*SELECTED TEXT*:
Newmarket's Water Use Bylaw establishes a year-round mandatory odd/even outdoor watering schedule. Even-numbered house addresses water on even calendar dates; odd-numbered addresses water on odd calendar dates. Permitted sprinkler hours fall in the evening window (typically 6:00 PM – 11:00 PM). Hand watering with a shut-off nozzle and drip irrigation are permitted outside the schedule. The rule applies every day of the year, not seasonally.

What is still allowed

💧 Hand watering

Hand watering with a watering can, bucket, or hand-held hose fitted with an automatic shut-off nozzle is permitted any day, any time. Vegetable gardens, container plants, and newly planted trees and shrubs may be hand watered outside the assigned-day schedule.

🌿 Drip irrigation & soaker hoses

Permitted any time. Drip is exempt from sprinkler hour windows.

🥬 Vegetable gardens

Watering vegetable gardens by hand or drip is permitted at any time, even during the strictest stages.

*PROVIDED DATA*:
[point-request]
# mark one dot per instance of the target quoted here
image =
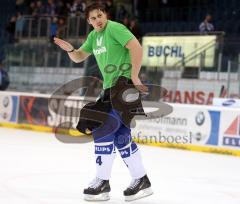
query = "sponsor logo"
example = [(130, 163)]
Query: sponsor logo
[(6, 102), (99, 41), (232, 134), (200, 118), (228, 102), (158, 51), (101, 49)]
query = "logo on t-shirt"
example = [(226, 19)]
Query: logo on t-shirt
[(101, 49), (99, 41)]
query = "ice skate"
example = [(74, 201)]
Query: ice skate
[(98, 190), (139, 188)]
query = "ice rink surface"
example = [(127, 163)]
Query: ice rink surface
[(36, 168)]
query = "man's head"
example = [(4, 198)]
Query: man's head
[(96, 16)]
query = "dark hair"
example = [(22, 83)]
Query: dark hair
[(94, 6)]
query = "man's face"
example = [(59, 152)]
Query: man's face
[(98, 19)]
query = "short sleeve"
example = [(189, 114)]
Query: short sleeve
[(121, 34), (87, 45)]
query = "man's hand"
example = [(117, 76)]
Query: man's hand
[(138, 84), (63, 44)]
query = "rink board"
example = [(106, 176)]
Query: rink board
[(190, 127)]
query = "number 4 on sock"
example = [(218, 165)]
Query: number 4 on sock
[(99, 160)]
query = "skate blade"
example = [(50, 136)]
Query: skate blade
[(100, 197), (141, 194)]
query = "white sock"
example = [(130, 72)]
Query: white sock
[(104, 157), (132, 158)]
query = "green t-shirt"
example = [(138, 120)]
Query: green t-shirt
[(108, 47)]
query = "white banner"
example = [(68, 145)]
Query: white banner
[(196, 125), (170, 51)]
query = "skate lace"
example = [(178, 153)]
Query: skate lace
[(95, 183), (134, 183)]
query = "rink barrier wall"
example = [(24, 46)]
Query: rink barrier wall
[(197, 127)]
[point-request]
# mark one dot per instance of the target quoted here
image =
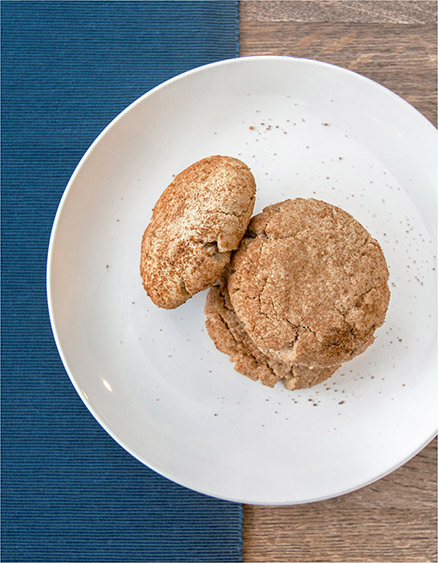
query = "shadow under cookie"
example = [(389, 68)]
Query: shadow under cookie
[(230, 337)]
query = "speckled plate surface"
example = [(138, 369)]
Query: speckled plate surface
[(154, 380)]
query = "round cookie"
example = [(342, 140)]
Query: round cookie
[(309, 284), (229, 336), (196, 223)]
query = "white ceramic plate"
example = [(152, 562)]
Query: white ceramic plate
[(153, 379)]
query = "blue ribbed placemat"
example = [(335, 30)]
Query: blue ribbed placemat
[(69, 492)]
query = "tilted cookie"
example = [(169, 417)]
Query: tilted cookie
[(196, 223), (309, 284), (230, 337)]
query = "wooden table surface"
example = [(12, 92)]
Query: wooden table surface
[(394, 43)]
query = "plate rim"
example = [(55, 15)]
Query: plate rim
[(49, 267)]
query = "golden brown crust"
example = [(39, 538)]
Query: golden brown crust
[(309, 284), (196, 223), (229, 336)]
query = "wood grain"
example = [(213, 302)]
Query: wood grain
[(402, 56), (393, 520), (394, 43), (381, 11)]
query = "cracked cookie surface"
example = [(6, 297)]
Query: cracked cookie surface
[(230, 337), (196, 223), (309, 284)]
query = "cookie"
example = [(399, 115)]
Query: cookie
[(230, 337), (196, 223), (309, 284)]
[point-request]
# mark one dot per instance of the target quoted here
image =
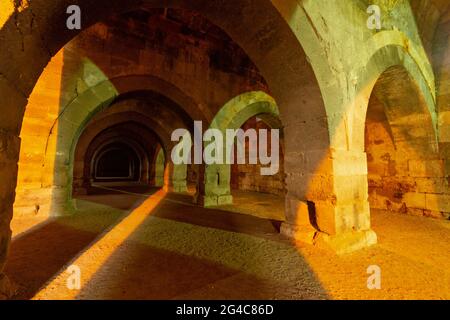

*PARTS OF THE EXERCISE*:
**a.** Do the following statements agree with the text on Newmarket's watering bylaw? Answer yes or no for each, quoting the words of the text that decide it. (i) Odd-numbered addresses water on even calendar dates. (ii) Drip irrigation is exempt from the sprinkler hour windows. (iii) The watering schedule applies only during certain seasons.
**b.** Extend the text on Newmarket's watering bylaw, picking up after its final line.

*ANSWERS BELOW*:
**a.**
(i) No: "odd-numbered addresses water on odd calendar dates."
(ii) Yes: "Drip is exempt from sprinkler hour windows."
(iii) No: "The rule applies every day of the year, not seasonally."

**b.**
🪣 Rain barrels

Rainwater collected on your own property is unrestricted and may be used at any time for any purpose.

Fines & enforcement

$300+ (set-fine bylaw)

Newmarket's Water Use Bylaw provides for set fines starting at $300 for first-offence off-schedule watering, with escalation for repeat offences. Town bylaw enforcement officers patrol residential streets through the high-demand season and respond to complaints submitted via the Town's customer service. Tickets follow standard Ontario provincial offences procedures.

Effective: Year-round (every day, no seasonal start)

🏠 HOA / condo rules

Ontario condominium corporations cannot impose landscape rules that conflict with municipal bylaws. Under the Ontario Condominium Act 1998, a condo bylaw requiring lawn watering outside Newmarket's odd/even schedule is unenforceable. Newmarket's mature condominium communities, including those along Davis Drive and around Upper Canada Mall, are typically maintained by professional contractors who comply with the bylaw.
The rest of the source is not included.